-- Opening Marker --
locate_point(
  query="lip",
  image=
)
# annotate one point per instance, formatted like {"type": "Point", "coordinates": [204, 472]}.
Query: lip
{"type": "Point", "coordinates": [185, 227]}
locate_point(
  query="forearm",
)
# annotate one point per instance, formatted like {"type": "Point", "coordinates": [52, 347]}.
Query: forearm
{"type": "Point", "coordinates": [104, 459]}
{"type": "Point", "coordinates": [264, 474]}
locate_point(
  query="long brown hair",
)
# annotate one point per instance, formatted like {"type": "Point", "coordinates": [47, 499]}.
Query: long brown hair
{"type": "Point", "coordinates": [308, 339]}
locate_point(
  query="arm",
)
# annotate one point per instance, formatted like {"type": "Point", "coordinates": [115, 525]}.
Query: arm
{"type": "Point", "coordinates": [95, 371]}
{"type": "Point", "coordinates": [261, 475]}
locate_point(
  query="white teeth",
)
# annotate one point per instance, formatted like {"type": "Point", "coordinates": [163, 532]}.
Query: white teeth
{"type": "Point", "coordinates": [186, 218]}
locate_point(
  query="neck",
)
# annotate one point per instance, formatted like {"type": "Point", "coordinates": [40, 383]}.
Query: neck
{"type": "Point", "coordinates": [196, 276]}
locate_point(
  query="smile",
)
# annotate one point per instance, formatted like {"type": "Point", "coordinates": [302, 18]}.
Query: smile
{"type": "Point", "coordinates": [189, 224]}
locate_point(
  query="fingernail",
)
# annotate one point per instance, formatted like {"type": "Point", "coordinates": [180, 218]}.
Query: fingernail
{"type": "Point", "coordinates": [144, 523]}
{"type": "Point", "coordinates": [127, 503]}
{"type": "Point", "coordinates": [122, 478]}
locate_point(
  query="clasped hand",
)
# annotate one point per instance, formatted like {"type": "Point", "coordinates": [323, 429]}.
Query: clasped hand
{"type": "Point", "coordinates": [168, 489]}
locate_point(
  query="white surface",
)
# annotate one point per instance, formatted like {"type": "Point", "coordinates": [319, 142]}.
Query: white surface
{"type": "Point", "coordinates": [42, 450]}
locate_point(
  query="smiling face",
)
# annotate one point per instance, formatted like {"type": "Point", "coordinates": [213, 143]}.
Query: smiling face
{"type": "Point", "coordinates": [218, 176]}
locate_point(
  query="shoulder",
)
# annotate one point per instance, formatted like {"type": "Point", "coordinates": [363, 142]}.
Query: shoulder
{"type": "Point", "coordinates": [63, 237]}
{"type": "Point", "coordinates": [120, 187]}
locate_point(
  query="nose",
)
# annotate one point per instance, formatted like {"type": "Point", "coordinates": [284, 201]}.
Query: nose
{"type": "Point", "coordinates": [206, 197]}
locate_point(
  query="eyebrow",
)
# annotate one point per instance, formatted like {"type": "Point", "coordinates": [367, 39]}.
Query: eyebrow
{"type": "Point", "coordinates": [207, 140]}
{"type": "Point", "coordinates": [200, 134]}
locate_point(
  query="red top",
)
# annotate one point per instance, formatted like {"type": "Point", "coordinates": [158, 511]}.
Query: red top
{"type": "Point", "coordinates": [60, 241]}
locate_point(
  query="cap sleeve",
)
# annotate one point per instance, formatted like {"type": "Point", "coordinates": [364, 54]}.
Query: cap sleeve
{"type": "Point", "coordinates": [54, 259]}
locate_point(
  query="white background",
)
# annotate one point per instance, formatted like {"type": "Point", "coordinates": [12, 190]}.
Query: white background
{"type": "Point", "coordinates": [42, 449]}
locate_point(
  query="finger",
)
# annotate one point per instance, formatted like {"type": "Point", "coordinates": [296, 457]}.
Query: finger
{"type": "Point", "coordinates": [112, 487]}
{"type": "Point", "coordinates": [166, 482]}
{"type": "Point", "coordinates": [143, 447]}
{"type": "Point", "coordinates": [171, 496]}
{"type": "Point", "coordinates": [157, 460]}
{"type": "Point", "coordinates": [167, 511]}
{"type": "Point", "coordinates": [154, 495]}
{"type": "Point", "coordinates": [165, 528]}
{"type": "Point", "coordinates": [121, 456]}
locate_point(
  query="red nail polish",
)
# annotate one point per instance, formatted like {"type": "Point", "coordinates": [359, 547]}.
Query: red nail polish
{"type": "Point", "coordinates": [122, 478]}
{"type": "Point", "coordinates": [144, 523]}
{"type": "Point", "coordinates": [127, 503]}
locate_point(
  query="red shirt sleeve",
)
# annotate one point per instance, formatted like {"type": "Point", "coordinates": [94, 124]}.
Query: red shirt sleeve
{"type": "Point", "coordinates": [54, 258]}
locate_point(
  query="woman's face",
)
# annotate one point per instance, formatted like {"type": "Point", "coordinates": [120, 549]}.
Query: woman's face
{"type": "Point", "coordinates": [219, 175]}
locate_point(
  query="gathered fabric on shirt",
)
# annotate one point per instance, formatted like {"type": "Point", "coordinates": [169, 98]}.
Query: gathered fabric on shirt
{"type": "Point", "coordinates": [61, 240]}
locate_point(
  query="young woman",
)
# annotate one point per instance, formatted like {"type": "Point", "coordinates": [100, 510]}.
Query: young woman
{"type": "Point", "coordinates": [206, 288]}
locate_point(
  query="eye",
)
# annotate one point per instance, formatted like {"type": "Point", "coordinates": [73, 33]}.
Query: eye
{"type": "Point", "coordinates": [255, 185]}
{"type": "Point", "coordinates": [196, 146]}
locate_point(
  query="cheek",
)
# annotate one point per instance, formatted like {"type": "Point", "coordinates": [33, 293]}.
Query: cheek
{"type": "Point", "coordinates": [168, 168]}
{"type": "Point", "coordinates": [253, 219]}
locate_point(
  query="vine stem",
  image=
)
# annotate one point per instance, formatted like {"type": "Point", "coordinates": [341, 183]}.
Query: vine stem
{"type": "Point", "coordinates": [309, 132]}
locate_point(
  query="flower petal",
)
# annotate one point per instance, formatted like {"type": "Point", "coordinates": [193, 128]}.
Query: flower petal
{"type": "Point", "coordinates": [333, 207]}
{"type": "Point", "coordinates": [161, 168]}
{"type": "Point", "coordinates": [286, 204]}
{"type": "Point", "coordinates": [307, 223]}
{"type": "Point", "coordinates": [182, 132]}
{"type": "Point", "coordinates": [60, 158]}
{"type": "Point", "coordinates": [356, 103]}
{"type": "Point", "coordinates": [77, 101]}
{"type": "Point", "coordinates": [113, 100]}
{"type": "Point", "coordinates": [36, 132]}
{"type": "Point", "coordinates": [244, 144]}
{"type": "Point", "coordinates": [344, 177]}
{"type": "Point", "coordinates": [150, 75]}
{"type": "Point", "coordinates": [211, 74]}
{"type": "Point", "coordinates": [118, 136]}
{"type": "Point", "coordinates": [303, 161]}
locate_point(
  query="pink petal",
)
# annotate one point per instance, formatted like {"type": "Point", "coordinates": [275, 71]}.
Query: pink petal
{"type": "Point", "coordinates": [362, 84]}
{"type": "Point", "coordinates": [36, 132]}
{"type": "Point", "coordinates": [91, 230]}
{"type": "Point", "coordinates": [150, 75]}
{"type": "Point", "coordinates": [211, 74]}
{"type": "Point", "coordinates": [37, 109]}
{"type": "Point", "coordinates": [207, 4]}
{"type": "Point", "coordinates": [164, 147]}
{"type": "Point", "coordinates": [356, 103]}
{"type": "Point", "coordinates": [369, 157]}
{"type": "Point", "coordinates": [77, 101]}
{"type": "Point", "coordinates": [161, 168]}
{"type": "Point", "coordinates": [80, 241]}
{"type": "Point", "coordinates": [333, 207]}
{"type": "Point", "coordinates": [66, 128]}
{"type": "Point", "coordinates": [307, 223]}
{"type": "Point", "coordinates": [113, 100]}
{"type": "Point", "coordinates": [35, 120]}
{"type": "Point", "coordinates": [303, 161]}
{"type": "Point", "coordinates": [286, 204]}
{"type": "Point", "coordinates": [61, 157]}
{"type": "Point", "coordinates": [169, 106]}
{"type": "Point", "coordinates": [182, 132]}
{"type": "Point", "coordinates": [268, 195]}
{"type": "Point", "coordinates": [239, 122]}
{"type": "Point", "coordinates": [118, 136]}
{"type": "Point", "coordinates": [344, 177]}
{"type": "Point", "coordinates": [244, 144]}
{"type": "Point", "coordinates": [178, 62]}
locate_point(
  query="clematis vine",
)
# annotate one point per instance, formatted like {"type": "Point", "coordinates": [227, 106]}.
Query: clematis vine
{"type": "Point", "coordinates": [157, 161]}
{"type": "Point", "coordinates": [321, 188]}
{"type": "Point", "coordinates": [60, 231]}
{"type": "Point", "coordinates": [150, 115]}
-- Closing Marker --
Write out again only the lines from the one with "Query: pink petal" through the last line of the records above. Keep every word as it stands.

Query: pink petal
{"type": "Point", "coordinates": [362, 84]}
{"type": "Point", "coordinates": [36, 132]}
{"type": "Point", "coordinates": [91, 230]}
{"type": "Point", "coordinates": [150, 75]}
{"type": "Point", "coordinates": [211, 74]}
{"type": "Point", "coordinates": [37, 109]}
{"type": "Point", "coordinates": [207, 4]}
{"type": "Point", "coordinates": [164, 147]}
{"type": "Point", "coordinates": [356, 103]}
{"type": "Point", "coordinates": [369, 157]}
{"type": "Point", "coordinates": [77, 101]}
{"type": "Point", "coordinates": [161, 168]}
{"type": "Point", "coordinates": [80, 241]}
{"type": "Point", "coordinates": [333, 207]}
{"type": "Point", "coordinates": [66, 128]}
{"type": "Point", "coordinates": [307, 223]}
{"type": "Point", "coordinates": [113, 100]}
{"type": "Point", "coordinates": [35, 120]}
{"type": "Point", "coordinates": [303, 161]}
{"type": "Point", "coordinates": [286, 204]}
{"type": "Point", "coordinates": [61, 157]}
{"type": "Point", "coordinates": [169, 106]}
{"type": "Point", "coordinates": [182, 132]}
{"type": "Point", "coordinates": [268, 195]}
{"type": "Point", "coordinates": [239, 122]}
{"type": "Point", "coordinates": [118, 136]}
{"type": "Point", "coordinates": [344, 177]}
{"type": "Point", "coordinates": [244, 144]}
{"type": "Point", "coordinates": [178, 62]}
locate_point(
  query="clematis vine",
)
# annotate one point per instance, formatted like {"type": "Point", "coordinates": [227, 106]}.
Query: clematis vine
{"type": "Point", "coordinates": [157, 161]}
{"type": "Point", "coordinates": [321, 188]}
{"type": "Point", "coordinates": [60, 231]}
{"type": "Point", "coordinates": [150, 115]}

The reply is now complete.